** DIRECTIVE **
Below is a set of records. Repeat all of them exactly.

[Pointing and labeling entries]
____________

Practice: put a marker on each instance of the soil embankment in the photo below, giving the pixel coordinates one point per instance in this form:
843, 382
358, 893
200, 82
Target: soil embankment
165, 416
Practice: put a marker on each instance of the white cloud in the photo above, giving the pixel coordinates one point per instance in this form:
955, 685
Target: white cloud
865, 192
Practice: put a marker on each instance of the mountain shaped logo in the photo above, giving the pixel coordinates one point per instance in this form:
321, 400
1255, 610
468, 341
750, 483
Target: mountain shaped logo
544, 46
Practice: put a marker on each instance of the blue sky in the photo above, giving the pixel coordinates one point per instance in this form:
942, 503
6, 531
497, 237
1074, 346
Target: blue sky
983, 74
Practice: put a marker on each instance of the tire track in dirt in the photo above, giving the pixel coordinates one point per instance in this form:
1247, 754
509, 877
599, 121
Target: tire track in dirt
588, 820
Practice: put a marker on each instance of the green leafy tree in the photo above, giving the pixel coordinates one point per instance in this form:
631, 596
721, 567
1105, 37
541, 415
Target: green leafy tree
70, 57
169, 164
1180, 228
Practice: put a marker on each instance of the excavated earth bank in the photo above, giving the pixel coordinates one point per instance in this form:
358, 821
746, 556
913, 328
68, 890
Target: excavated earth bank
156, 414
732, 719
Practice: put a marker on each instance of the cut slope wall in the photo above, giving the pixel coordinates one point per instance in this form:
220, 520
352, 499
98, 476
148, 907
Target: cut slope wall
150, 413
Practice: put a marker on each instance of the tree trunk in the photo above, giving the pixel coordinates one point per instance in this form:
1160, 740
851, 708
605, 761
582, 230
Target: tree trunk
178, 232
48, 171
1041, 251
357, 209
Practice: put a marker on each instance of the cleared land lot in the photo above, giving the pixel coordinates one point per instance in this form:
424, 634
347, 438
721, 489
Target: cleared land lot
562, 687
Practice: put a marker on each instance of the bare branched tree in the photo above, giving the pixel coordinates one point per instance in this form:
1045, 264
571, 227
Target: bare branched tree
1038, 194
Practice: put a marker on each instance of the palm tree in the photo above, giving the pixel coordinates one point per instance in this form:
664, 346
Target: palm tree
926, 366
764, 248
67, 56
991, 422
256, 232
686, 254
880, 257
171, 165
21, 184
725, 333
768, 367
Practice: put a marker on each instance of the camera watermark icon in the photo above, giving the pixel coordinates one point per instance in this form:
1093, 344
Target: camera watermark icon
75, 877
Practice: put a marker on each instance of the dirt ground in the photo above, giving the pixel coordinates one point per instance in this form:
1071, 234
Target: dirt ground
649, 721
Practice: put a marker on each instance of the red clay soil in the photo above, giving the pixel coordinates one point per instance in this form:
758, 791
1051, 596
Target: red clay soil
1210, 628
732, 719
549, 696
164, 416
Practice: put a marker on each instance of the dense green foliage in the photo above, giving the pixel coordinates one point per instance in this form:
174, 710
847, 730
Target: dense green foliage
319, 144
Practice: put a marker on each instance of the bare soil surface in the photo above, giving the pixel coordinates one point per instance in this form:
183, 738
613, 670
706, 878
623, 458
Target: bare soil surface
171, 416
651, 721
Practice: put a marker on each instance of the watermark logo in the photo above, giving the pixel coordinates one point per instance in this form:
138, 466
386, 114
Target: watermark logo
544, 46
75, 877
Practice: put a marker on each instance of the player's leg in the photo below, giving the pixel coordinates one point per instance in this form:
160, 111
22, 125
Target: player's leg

____________

** WRITTEN ANSWER **
Practice: put a marker on each instance of the soil embankment in the photo below, giving the pixel coordinates one point per instance in this form:
843, 382
358, 893
200, 82
Target: soil embankment
165, 416
Practice: put a marker on each instance of the white cloud in the photo above, giving the pixel coordinates one point per instance in this form:
955, 685
Target: white cloud
865, 192
Practice: put a marker on each instance of the mountain shaped logo in the photo above, giving the pixel coordinates one point per instance in this form:
321, 400
1255, 610
468, 341
750, 483
Target: mountain shaped logo
544, 46
Practice: put a marker on each instance of the blue sky in the photo above, giving the pixel coordinates one point per instance in this form:
942, 503
6, 531
497, 237
1074, 346
Target: blue sky
983, 74
Practice: put a marker on each instance of the tire track in dirt in the photo above, giving the pixel coordinates one point per instance in this form:
1247, 754
509, 877
599, 121
Target: tire track in dirt
588, 820
Practice: put a marker on each instance of the green leafy tree in the photo above, giving the pixel coordinates one point per instance in this form:
631, 596
721, 567
1105, 37
541, 415
Target: green leafy tree
70, 57
169, 164
1180, 228
Practice: put a marker on each instance of the excavated earth bank in the photo above, giving the pixel coordinates one point per instance in this form:
358, 821
746, 556
913, 328
68, 890
Target: excavated earth bank
156, 414
732, 719
Practice: put a marker on each instance of the cut slope wall in the photo above, giving the pixel coordinates one point per instance in this form:
220, 520
352, 499
98, 476
148, 907
Target: cut slope wall
150, 413
Practice: put a marker on each instance of the tree trunk in the photo above, giving the pixel coordinates one point per instance in this form:
1160, 740
851, 708
605, 761
582, 230
Target: tree trunk
178, 232
48, 171
1041, 251
357, 209
Practice: put a marker on each instance of the cleared land lot in the photo above, giving the pixel coordinates one point per instance in this form:
424, 634
347, 438
721, 489
Target: cleared land lot
562, 687
Practice: put a marker on each instance of the bare branched tree in the photo above, giving the pixel coordinates one point per instance in this form:
1045, 264
571, 227
Target: bare branched tree
1038, 194
Practice: put a marker on each instance of the palm tree in the photo above, giving the pixel coordinates one point per instance in this form:
664, 346
Target: palm tree
926, 366
764, 248
67, 56
991, 422
256, 232
686, 254
880, 257
171, 165
21, 184
725, 333
768, 367
Practice: put a marker on each instance of the camera watermark icon in the photo above, giving the pixel coordinates one point per instance in this form:
1093, 344
Target: camera watermark icon
75, 877
Practice: put a marker on each instance of the dirt ground in the photo above, giving the pixel coordinates one point per instance in this form:
1071, 234
Target: dirt ground
649, 721
Practice: put a marker on each instance of the red clay soil in the photo above, giving the pixel coordinates one point per instance in this form:
758, 791
1051, 596
Target: red clay soil
1210, 628
732, 719
549, 696
164, 416
Practice: put a marker on each instance of the dense green foliage in the photo above, giving the pixel coordinates one point per instance in this form:
174, 710
847, 730
Target: dense green foliage
319, 144
Practice: put a marker on each instance of the bare soil surface in the photo above, giving the pixel coordinates one point per instance in this form:
183, 738
613, 670
706, 878
623, 458
Target: bare soil surface
171, 416
651, 721
Practice: put a marker on each instance of the watermark logo in the photo above, giving the pixel coordinates one point per instance in this form:
138, 466
386, 114
Target: watermark logo
544, 46
75, 877
Practice: put a marker on each instance of the player's leg in the photo below, giving the pixel coordinates one point per instance in this form:
160, 111
22, 125
Target: player's leg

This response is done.